Given task — In the Maupiti Island column below, swap "Crapshoot" for "Second Chance" and write out the passage from "From 2010 to" up to and including "on its side.".

From 2010 to 2014 Richard Cobbett wrote Crapshoot, a column about rolling the dice to bring random games back into the light. This week, a detective mystery that you could call the Dark Souls of adventure games… except that Dark Souls at least had a decent translator on its side.
Consider the bullet well and truly bitten. Maupiti Island is one of those games that’s been on my list for years now, and I mean that literally. To know it is to be obsessed by it. To actually play it, well, that’s another matter. To decrypt its secrets, and I don’t even mean in terms of plot, practically demands a Rosetta stone—along with the standard adventurer supply of a really big bag of Malteasers. It only takes 10 minutes to finish, but getting to the point where you can do that legitimately… and have a clue what’s going on… could be a matter of months, or even years.
This is Maupiti Island, a murderous place of sin and confusion and pixel-hunting from which careless visitors may never truly find mental escape. Well, that’s what it was like before the internet anyway. Hurrah for walkthroughs, eh?
This is the sequel to another adventure game, Mortville Manor, both of which are Jereme Lange mysteries—Lange being a private investigator who initially looked a heck of a lot like Humphrey Bogart and sounds, literally, like a Speak and Spell. In that game, you were in a mansion to help an old friend, while in this one you get caught in a cyclone and forced to moor your boat on the titular island of inevitable mystery. Specifically, a girl called Marie has gone missing, the island holds an ancient secret, and Lange has nothing better to do with his time for a bit, so agrees to help out. So far, so every detective adventure. Laura Bow, Cruise For a Corpse, Hopkins FBI… it’s all pretty standard genre stuff.
At least, until you get to the details, where the plot soon thickens like cheap custard.
Maupiti Island was an attempt to create a more realistic kind of detective story, and to give credit, it was damn ambitious for 1990. These were great graphics, and this was one of the most intricately detailed environments available for poking and prodding. The whole game is played out in pseudo-realtime, with characters constantly moving around the island (admittedly, only shown via a cast list on the side of the screen), and they even talk! Well, they sort of talk. You know how sometimes you get an idea, and it’s a really bad idea, but by that point you’re so busy actually doing it that the sheer inescapable suffocating badness of the idea doesn’t seem to matter any more? That’s the only reason I can think of why Lankhor decided to use text to speech-to-voice all their characters.

Supplied records —

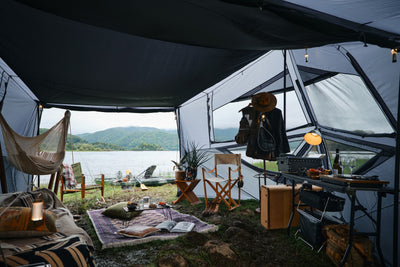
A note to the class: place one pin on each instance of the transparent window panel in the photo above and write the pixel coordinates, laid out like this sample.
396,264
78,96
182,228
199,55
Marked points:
345,151
226,121
294,113
344,102
226,118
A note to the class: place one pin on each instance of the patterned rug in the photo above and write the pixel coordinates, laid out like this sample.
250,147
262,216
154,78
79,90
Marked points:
106,228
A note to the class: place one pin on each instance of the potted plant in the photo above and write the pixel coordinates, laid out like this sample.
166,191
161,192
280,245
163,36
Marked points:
179,168
194,158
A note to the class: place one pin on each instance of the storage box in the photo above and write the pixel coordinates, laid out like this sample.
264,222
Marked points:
311,223
337,240
276,206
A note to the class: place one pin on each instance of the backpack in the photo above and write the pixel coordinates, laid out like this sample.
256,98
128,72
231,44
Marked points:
265,140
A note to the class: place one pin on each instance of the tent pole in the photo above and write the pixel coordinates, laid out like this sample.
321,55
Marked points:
396,188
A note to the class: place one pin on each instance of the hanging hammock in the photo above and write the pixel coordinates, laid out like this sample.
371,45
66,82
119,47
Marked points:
38,155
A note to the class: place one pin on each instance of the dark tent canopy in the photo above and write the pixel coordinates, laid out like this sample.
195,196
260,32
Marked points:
147,56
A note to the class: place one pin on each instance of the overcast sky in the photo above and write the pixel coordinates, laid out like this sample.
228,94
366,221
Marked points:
90,121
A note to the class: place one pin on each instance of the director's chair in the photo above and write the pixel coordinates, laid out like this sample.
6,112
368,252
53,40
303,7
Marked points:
223,186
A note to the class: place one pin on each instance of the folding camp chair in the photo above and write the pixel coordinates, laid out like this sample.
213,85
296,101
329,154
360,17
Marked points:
73,181
222,186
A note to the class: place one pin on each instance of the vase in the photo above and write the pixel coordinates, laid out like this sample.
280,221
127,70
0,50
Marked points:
180,175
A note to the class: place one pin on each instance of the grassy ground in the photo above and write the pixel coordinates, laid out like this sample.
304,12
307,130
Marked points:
240,229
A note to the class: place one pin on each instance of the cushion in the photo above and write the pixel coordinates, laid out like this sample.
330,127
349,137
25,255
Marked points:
16,222
117,211
138,231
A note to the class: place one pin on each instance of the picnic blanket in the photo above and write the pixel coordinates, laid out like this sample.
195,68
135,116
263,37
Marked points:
107,228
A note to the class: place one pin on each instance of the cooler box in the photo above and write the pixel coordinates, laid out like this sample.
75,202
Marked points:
276,206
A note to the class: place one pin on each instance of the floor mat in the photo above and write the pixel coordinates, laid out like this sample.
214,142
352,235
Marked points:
106,228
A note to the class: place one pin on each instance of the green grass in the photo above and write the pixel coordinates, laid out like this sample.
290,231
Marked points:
256,246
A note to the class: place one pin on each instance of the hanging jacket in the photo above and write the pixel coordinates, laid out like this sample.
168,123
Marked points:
265,136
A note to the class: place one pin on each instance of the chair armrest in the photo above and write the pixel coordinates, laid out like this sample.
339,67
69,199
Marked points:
205,171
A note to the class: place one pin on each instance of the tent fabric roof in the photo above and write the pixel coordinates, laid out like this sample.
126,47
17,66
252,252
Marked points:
116,55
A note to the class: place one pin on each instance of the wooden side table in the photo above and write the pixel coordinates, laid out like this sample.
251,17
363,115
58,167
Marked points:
186,188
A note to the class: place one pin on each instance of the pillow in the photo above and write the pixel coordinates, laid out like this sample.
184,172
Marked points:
138,231
117,211
16,222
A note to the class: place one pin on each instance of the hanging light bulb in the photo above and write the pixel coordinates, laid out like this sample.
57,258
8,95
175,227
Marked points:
306,56
37,209
394,54
313,138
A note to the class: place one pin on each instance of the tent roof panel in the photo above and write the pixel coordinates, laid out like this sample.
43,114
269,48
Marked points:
155,54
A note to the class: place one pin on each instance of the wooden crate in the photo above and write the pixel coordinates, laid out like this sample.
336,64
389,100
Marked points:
276,205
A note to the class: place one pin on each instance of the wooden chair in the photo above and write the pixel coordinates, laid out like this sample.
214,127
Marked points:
80,186
55,180
223,186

Response to this task —
From 2010 to 2014 Richard Cobbett wrote Second Chance, a column about rolling the dice to bring random games back into the light. This week, a detective mystery that you could call the Dark Souls of adventure games… except that Dark Souls at least had a decent translator on its side.